**WORK TO DO**
Reproduce each of the records below verbatim, line for line, and omit the pictures.

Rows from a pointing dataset
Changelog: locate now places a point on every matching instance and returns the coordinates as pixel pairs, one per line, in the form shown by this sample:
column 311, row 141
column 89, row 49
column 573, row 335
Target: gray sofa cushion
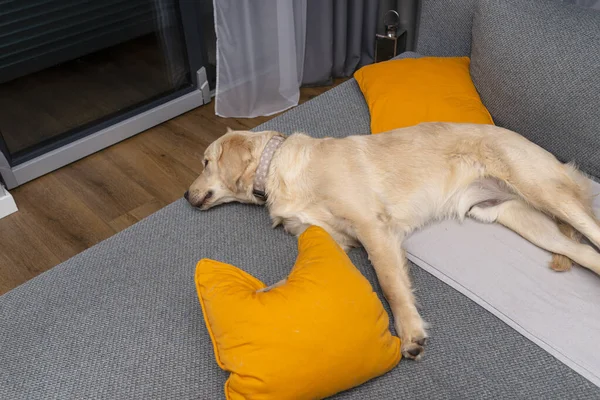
column 546, row 87
column 444, row 27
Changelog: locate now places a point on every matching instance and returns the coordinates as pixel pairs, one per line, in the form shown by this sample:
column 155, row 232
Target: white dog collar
column 260, row 178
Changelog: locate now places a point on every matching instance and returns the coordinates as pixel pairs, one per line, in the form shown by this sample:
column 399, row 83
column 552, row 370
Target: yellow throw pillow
column 409, row 91
column 322, row 332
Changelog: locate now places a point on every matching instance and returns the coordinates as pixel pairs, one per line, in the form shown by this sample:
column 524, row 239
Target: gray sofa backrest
column 444, row 27
column 546, row 84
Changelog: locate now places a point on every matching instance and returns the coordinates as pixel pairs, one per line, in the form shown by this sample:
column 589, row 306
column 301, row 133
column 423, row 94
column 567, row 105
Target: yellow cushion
column 409, row 91
column 322, row 332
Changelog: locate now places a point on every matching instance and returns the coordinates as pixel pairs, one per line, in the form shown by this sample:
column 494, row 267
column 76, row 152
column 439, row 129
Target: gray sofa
column 122, row 320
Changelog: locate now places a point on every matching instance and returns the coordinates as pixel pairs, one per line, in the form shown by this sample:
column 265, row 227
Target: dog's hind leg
column 539, row 229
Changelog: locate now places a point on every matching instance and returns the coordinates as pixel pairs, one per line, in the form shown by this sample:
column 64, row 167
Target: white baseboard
column 7, row 203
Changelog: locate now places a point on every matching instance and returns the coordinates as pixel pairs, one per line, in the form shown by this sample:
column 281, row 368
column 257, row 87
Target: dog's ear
column 235, row 158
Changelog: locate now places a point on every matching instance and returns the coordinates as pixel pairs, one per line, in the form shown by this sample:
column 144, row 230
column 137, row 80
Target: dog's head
column 230, row 164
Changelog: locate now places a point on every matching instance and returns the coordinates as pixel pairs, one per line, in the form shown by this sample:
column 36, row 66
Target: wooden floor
column 71, row 209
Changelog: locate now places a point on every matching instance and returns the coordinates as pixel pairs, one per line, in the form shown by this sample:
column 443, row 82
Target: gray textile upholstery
column 547, row 86
column 122, row 320
column 444, row 27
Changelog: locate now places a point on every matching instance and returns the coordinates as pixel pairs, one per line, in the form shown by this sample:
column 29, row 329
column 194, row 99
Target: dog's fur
column 375, row 190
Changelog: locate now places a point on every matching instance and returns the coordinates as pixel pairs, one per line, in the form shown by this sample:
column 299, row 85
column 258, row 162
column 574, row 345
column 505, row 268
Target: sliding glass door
column 79, row 75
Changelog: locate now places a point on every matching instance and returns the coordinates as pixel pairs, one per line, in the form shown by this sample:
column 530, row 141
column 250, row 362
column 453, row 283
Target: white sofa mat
column 510, row 277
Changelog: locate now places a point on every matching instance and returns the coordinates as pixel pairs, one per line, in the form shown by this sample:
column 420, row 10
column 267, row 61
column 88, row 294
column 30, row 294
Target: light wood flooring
column 77, row 206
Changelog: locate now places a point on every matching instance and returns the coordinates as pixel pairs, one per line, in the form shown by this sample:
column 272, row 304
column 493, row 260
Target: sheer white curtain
column 260, row 55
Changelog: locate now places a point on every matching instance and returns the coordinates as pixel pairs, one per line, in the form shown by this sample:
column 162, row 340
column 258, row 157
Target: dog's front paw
column 413, row 340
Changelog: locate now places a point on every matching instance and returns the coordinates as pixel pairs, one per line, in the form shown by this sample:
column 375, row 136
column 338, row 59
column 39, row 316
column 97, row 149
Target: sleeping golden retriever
column 374, row 190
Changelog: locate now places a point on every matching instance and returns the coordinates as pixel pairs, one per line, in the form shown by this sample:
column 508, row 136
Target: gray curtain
column 340, row 35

**TASK ANSWER**
Changelog: locate now places a point on every matching instance and returns the coordinates as pixel pairs, one per line, in the form shown by this sample:
column 311, row 141
column 89, row 49
column 573, row 335
Target: gray sofa cushion
column 546, row 87
column 444, row 27
Changelog: locate now places a point on every matching instance and returns the coordinates as pixel pairs, one per line, in the form shown by this sample:
column 155, row 232
Target: white dog collar
column 260, row 178
Changelog: locate now places a point on every matching instance and returns the coordinates as pixel pairs, one per line, in the form shown by this sample:
column 399, row 83
column 552, row 370
Target: yellow throw pillow
column 409, row 91
column 322, row 332
Changelog: locate now places a point on every matching instance and returns the coordinates as pixel pairs, one per line, in the form shown by this sample:
column 524, row 239
Target: gray sofa backrest
column 444, row 27
column 546, row 84
Changelog: locate now places a point on every matching instance and returns the coordinates as pixel pairs, one per line, in the form shown by this sample:
column 589, row 306
column 301, row 133
column 423, row 94
column 567, row 105
Target: yellow cushion
column 409, row 91
column 322, row 332
Changelog: locate now places a point on every matching instance and returns the coordinates as pixel pairs, one per line, in the form shown by this sample:
column 494, row 267
column 76, row 152
column 439, row 129
Target: gray sofa
column 122, row 320
Changelog: locate now places a point on every matching instance and returns the coordinates as pixel pairs, one per line, in the form shown by this sample:
column 265, row 227
Target: dog's hind leg
column 539, row 229
Changelog: locate now places a point on every matching instance and returns the coordinates as pixel pairs, one per line, in the form shown by this sample:
column 64, row 167
Target: white baseboard
column 7, row 203
Changelog: locate now places a point on every matching instance and returns the coordinates as pixel pairs, one per line, in the form shown by this sample:
column 281, row 368
column 257, row 87
Target: dog's ear
column 235, row 158
Changelog: locate now places a point on every matching instance and returns the coordinates as pixel pairs, one per line, in the form shown by this sample:
column 144, row 230
column 137, row 80
Target: dog's head
column 230, row 164
Changelog: locate now places a point on every matching instance and returns the coordinates as pixel pairs, one per line, in the form shown by this sample:
column 36, row 66
Target: wooden floor
column 71, row 209
Changelog: locate now places a point on every matching instance and returns the coordinates as pixel pairs, one per line, in the form shown by this sample:
column 443, row 82
Target: gray textile upholstery
column 547, row 86
column 122, row 320
column 444, row 27
Changelog: locate now places a point on every matching instance and returns the coordinates as pixel pairs, one per line, in the form shown by this sample:
column 29, row 329
column 194, row 99
Target: dog's fur
column 375, row 190
Changelog: locate now places a point on every matching instance and returns the coordinates as pixel pairs, one per line, in the form shown by this sample:
column 299, row 85
column 258, row 162
column 574, row 345
column 505, row 268
Target: sliding glass door
column 79, row 75
Changelog: locate now places a point on every matching instance and returns the coordinates as pixel pairs, one per line, in the form shown by this sample:
column 530, row 141
column 250, row 362
column 453, row 283
Target: white sofa mat
column 510, row 277
Changelog: locate now places a point on every matching instance and returns the coordinates as pixel pairs, one per line, in the form shown by this sample:
column 420, row 10
column 267, row 61
column 88, row 294
column 30, row 294
Target: light wood flooring
column 77, row 206
Changelog: locate now places a point on every matching instance and returns the coordinates as pixel pairs, one per line, in the form shown by this sample:
column 272, row 304
column 493, row 260
Target: sheer white curtain
column 260, row 55
Changelog: locate now places a point on every matching instance and returns the coordinates as pixel pairs, one per line, in the form shown by this sample:
column 162, row 340
column 258, row 157
Target: dog's front paw
column 413, row 340
Changelog: locate now places a point on every matching instance and returns the coordinates as pixel pairs, one per line, in the form shown by this sample:
column 375, row 136
column 338, row 59
column 39, row 316
column 97, row 149
Target: sleeping golden retriever
column 374, row 190
Changelog: locate now places a point on every matching instance and returns the coordinates as pixel pairs, one per line, in the form shown by this sample:
column 508, row 136
Target: gray curtain
column 340, row 35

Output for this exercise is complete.